(REQUIRED WORK)
Repeat verbatim every line of the material, beginning at the line that holds "Could you locate the man's" and ending at its last line.

(GIVEN RECORDS)

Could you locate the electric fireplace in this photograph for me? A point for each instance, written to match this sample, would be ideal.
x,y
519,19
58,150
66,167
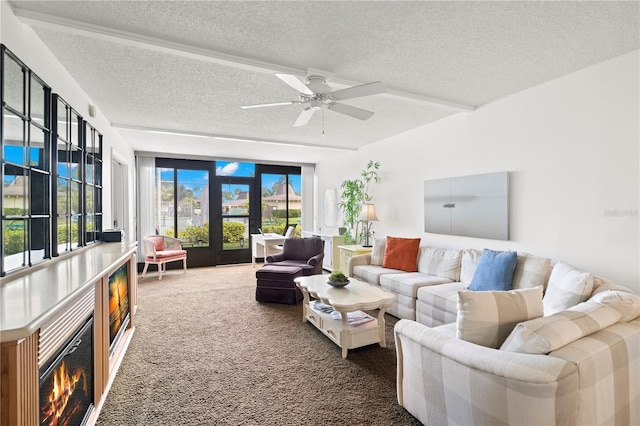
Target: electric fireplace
x,y
66,382
118,305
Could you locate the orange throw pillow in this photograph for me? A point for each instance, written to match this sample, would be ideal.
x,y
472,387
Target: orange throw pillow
x,y
401,253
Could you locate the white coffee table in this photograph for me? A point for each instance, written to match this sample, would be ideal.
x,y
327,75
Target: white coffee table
x,y
357,295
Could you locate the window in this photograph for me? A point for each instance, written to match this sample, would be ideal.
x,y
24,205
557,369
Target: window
x,y
25,133
51,171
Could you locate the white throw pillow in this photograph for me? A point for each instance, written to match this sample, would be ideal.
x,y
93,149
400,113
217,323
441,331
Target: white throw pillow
x,y
440,262
377,252
546,334
567,287
487,317
470,260
531,271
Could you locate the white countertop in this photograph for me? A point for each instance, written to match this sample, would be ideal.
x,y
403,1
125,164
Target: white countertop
x,y
29,300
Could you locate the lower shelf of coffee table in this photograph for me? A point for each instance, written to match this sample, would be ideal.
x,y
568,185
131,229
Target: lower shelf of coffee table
x,y
354,336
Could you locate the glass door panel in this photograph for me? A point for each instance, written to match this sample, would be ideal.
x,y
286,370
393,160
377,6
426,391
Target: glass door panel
x,y
235,216
193,207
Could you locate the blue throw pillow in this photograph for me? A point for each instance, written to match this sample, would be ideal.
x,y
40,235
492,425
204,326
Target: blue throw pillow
x,y
494,271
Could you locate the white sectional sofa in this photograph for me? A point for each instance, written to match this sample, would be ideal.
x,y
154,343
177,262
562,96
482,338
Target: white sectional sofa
x,y
572,365
430,295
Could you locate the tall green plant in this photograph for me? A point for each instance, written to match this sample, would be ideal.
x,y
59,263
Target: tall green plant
x,y
355,192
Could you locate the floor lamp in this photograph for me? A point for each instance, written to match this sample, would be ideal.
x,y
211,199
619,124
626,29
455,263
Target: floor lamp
x,y
368,215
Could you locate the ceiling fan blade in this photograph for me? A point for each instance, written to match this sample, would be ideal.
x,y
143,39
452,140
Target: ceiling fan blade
x,y
304,117
268,105
351,111
358,91
295,82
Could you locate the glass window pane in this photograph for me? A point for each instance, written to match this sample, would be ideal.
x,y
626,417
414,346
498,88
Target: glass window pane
x,y
14,244
63,197
294,207
63,234
13,84
37,157
74,195
274,203
39,189
193,201
225,168
75,231
63,159
39,239
37,102
62,121
235,233
14,139
88,173
235,200
98,200
89,199
97,171
14,191
165,191
74,137
75,158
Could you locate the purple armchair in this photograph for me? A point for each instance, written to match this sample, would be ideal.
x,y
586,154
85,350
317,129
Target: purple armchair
x,y
305,253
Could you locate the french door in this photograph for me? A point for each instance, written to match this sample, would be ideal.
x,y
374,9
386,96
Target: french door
x,y
235,218
183,191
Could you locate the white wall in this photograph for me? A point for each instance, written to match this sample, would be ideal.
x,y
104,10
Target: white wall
x,y
24,43
571,147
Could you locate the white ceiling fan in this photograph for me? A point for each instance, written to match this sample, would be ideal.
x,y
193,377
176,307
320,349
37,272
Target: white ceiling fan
x,y
315,92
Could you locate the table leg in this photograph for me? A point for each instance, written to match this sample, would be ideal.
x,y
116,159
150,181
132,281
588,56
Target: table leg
x,y
305,303
381,333
343,334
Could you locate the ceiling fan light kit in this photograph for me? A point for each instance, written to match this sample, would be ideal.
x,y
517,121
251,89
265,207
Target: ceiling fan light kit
x,y
315,92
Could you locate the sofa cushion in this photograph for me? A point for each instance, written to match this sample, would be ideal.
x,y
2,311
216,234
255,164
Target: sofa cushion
x,y
470,259
494,271
622,300
440,262
567,287
408,283
545,334
377,252
531,271
372,273
438,304
401,253
487,317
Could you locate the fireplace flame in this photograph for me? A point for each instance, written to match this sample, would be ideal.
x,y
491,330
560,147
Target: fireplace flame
x,y
63,387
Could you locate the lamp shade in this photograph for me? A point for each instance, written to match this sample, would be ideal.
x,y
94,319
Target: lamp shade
x,y
368,213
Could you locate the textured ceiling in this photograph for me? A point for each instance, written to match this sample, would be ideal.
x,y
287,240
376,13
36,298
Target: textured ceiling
x,y
187,66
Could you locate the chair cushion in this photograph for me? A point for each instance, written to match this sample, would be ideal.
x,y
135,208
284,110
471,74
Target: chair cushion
x,y
487,317
401,253
494,271
170,253
158,242
545,334
302,248
567,287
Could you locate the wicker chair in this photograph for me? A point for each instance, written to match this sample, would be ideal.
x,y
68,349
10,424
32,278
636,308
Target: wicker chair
x,y
160,250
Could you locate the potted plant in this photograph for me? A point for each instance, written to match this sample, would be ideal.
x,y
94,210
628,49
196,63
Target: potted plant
x,y
355,193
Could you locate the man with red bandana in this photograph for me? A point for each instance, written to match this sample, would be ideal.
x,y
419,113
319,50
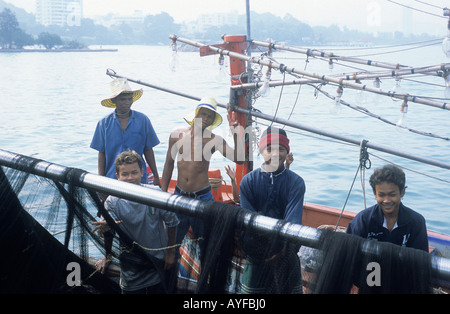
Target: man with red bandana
x,y
275,191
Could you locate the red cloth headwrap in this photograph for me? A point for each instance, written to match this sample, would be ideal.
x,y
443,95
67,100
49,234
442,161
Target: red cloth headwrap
x,y
274,139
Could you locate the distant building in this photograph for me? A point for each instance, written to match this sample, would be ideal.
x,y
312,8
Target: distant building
x,y
205,21
59,12
116,19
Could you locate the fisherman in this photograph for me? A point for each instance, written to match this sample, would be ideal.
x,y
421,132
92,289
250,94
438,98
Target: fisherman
x,y
389,220
231,172
193,147
274,191
124,129
146,226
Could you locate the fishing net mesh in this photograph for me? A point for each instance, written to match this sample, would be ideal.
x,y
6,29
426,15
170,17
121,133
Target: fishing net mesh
x,y
45,225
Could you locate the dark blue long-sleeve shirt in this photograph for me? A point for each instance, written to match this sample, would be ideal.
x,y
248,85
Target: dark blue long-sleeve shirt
x,y
277,194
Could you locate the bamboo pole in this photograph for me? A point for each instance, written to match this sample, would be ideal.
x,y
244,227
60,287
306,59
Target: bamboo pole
x,y
300,234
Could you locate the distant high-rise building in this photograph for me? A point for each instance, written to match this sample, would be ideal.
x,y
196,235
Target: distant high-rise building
x,y
59,12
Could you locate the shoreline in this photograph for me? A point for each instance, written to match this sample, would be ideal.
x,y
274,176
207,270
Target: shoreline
x,y
56,50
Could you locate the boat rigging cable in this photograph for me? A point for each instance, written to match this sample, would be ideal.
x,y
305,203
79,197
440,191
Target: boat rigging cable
x,y
382,252
297,125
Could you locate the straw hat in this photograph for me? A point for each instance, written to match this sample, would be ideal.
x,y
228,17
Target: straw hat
x,y
209,103
118,86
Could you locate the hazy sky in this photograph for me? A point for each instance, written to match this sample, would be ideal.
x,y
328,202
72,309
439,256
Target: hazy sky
x,y
366,15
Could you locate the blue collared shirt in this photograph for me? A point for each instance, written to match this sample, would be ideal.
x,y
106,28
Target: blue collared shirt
x,y
411,230
109,139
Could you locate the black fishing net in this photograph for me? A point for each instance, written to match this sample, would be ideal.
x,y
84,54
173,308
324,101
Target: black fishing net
x,y
45,229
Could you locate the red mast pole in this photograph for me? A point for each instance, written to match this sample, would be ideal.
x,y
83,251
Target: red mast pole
x,y
238,43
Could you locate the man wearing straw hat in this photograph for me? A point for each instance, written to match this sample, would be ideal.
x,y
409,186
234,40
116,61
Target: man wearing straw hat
x,y
124,129
193,147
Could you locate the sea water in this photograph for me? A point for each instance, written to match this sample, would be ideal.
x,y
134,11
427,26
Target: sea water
x,y
51,104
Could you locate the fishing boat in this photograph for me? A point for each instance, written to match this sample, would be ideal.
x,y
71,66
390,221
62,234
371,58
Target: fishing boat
x,y
316,217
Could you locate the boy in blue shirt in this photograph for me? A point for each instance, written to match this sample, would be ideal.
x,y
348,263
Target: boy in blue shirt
x,y
151,228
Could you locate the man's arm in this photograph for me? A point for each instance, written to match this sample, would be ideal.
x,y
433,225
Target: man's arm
x,y
168,165
150,158
169,258
101,164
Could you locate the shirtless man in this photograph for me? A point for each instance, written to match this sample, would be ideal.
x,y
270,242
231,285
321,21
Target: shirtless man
x,y
193,147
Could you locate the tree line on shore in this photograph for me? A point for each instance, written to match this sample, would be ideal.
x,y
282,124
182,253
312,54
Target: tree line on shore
x,y
155,29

(OUTPUT FOR THIS TASK)
Could you locate the man's arm in this photograph for me? A point for each instance, written to match this sample, would be ideal.
x,y
433,225
Target: man's arm
x,y
168,165
150,158
169,258
101,164
Could you locate the shirtless man in this photograph for me? A point for each instance, written to match this sample, would be ideal.
x,y
270,242
231,285
321,21
Target: shirtless man
x,y
193,147
Could you locate the tree line on shore in this photograph for me? A point for each instance, written to match this sample, would be ideal.
x,y
282,124
182,253
312,54
Target: tree line on shore
x,y
155,29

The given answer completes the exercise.